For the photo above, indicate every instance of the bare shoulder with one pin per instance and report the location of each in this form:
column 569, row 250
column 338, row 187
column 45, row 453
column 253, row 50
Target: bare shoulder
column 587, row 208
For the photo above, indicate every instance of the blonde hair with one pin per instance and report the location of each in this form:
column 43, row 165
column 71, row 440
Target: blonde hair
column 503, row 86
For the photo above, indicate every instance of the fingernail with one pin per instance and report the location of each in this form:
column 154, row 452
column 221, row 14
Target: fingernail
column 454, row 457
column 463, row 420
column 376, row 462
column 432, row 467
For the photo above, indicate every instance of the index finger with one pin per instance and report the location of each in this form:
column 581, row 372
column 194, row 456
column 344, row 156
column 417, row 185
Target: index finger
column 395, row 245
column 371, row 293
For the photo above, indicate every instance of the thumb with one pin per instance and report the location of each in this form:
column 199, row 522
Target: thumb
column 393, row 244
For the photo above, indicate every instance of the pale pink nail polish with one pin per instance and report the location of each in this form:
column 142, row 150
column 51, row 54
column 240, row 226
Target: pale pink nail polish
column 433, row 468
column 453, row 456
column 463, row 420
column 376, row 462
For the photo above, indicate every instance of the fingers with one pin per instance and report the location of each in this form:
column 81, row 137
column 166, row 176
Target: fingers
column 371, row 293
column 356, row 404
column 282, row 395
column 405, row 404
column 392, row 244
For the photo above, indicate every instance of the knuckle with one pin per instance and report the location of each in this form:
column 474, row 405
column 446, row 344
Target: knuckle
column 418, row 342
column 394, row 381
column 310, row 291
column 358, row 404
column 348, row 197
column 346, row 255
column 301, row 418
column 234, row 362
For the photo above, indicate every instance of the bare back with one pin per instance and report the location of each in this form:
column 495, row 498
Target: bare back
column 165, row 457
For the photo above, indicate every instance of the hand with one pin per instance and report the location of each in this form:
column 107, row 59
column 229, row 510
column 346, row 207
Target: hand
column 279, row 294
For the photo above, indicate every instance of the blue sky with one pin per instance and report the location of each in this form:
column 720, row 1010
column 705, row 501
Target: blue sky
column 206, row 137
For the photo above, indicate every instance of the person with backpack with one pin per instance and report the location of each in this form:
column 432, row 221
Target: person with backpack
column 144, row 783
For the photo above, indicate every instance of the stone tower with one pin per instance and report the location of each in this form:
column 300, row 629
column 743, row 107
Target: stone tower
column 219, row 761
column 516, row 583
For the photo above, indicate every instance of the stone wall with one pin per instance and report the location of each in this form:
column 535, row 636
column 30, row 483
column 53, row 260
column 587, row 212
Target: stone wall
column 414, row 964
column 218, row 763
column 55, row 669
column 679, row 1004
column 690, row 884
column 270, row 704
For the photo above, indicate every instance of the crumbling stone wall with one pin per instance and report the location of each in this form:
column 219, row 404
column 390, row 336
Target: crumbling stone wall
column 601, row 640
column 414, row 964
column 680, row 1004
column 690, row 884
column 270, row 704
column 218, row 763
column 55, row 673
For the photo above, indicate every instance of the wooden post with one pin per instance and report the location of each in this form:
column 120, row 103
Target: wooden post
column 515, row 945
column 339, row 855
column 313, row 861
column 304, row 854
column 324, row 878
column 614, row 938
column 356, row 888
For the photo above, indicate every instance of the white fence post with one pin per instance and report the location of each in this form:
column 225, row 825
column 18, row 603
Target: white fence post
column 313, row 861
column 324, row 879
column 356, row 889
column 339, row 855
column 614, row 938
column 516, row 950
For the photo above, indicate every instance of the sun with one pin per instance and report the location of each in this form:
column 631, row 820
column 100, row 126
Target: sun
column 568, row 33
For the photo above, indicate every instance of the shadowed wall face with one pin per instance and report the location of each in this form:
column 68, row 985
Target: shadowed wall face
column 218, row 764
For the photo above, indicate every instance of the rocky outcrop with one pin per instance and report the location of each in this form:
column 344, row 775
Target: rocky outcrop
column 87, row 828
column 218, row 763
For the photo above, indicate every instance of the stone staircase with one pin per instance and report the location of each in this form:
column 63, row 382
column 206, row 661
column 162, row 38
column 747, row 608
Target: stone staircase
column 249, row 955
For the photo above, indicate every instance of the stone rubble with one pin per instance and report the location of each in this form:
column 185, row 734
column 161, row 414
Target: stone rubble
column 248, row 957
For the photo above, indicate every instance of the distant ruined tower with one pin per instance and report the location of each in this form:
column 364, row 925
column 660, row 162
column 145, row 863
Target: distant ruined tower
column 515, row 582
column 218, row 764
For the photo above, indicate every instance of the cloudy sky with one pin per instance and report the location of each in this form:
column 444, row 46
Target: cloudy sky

____________________

### STATED TASK
Extract the lines of the items between the line holding "For the photo above, indicate every instance of the bare back" and the line holding "column 165, row 457", inclusive, and reproduce them word for word.

### OUTPUT OF THE TASK
For the photo above, indicate every instance of the bare back with one pin per instance and report the location of each in this form:
column 495, row 498
Target: bare back
column 165, row 457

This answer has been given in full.